* Reading text
──────
Then something terrible happened. I googled the female spelling of Sacha, and to my horror realised spelling it with a ‘C’ is indicative of the male spelling. NOOOOOOOOOO. I’m a hypocrite. In my defence, I had no idea. Excuse me while I cry into my pillow!
Anyway, how do I bring this back to forgiveness? I guess, I forgive society for its inequality. For the barriers it still puts in womens’ way, and for the glass ceiling it has quietly slipped into every industry, classroom and sector in the world.
I forgive society because, the battle is what defines us. Without the struggle, the win doesn’t seem worth it. It’s only in those moments of strife, hardship and in the face of certain failure, that we show our true colours. Those are the moments that make or break us, because in that instant, we make choices and those decisions are what define us.
This week, your challenge is to write about a struggle…
In less than 200 words.
If you want to join in, post your stories in the comments below, and I will publish them with next weeks writespiration.
Now to last week, and your Rusty stories.
First up, Charli, my buckaroo pal, who is cheating on her novel (Rock Creek) in weekly writespiration instalments. I for one, have fallen in love with her new protagonist Jen.
Rusty Axe Head by Charli Mills
Panic flared and Jen hit the floor with bare feet before she fully woke up. Orange flames twisted toward the cold sky stars, casting reflections through the beveled glass window pane of her boarding house room. Awake now, Jen’s body slumped and she realized it was just a slash fire that had flared up in the night. Burning excess branches and unusable timber was safe in winter snow drifts, but Jen would never feel safe around the demon of fire.
Knowing sleep would not easily return, she glanced across the room at Mattie’s empty bed. No use moping in empty space. Jen dressed, grabbed a satchel from under her bed and went out to the silent porch to watch the flames dance. In defiance to her buried fear, she lit her own match and puffed a rolled cigarette to life. Jen blew a stream of smoke and glared at the flames.
Jen stiffened. How did she not see the man standing in the shadows? Most of the returning soldiers at the logging camp ridiculed her, the rest ignored her. She wasn’t used to sharing smokes. “Sure.”
──────
* Detection annotation records
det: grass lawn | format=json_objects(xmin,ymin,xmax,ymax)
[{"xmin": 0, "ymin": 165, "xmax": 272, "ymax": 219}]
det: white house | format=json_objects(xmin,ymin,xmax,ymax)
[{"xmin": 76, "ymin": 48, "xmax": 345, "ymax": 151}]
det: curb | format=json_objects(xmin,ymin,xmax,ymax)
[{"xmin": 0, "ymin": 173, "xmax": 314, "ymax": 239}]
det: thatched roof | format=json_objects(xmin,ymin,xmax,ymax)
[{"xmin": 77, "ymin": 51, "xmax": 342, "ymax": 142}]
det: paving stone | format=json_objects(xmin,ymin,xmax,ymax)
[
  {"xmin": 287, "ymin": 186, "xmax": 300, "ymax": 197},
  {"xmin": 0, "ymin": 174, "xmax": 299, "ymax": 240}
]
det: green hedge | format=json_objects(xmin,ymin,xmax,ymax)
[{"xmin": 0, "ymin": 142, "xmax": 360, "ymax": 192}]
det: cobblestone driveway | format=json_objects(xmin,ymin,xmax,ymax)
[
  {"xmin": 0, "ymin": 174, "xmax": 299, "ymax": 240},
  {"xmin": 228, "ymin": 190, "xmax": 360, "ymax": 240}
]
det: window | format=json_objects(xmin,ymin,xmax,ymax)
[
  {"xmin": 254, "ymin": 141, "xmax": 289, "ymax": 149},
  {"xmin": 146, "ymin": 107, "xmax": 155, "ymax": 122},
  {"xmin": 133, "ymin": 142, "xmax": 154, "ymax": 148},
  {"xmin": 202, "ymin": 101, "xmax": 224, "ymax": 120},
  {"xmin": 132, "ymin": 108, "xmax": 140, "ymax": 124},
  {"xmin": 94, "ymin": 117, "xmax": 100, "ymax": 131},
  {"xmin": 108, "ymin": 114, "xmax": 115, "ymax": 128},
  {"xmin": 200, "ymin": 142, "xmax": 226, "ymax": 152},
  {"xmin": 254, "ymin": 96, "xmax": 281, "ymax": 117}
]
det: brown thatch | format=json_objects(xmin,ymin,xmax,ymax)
──────
* Aim 1
In the writing-challenge post, what is the word limit for this week's challenge?
* Aim 2
Please return the writing-challenge post from "Anyway, how do" up to and including "next weeks writespiration.".

* Exercise result 1
Less than 200 words.

* Exercise result 2
Anyway, how do I bring this back to forgiveness? I guess, I forgive society for its inequality. For the barriers it still puts in womens’ way, and for the glass ceiling it has quietly slipped into every industry, classroom and sector in the world.
I forgive society because, the battle is what defines us. Without the struggle, the win doesn’t seem worth it. It’s only in those moments of strife, hardship and in the face of certain failure, that we show our true colours. Those are the moments that make or break us, because in that instant, we make choices and those decisions are what define us.
This week, your challenge is to write about a struggle…
In less than 200 words.
If you want to join in, post your stories in the comments below, and I will publish them with next weeks writespiration.